(Entries for pointing and labeling)
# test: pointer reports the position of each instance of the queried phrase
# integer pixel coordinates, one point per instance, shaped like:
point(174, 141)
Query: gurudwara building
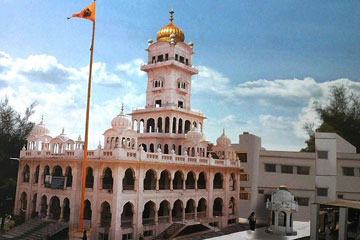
point(153, 172)
point(156, 175)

• AIM: Copy all the lines above word for word, leaving out the picture.

• EXERCISE ANSWER:
# test: pointer reports the position of each instance of the queried phrase
# integer pixel coordinates, one point per instance, shaped like:
point(174, 141)
Query: gurudwara building
point(153, 172)
point(156, 175)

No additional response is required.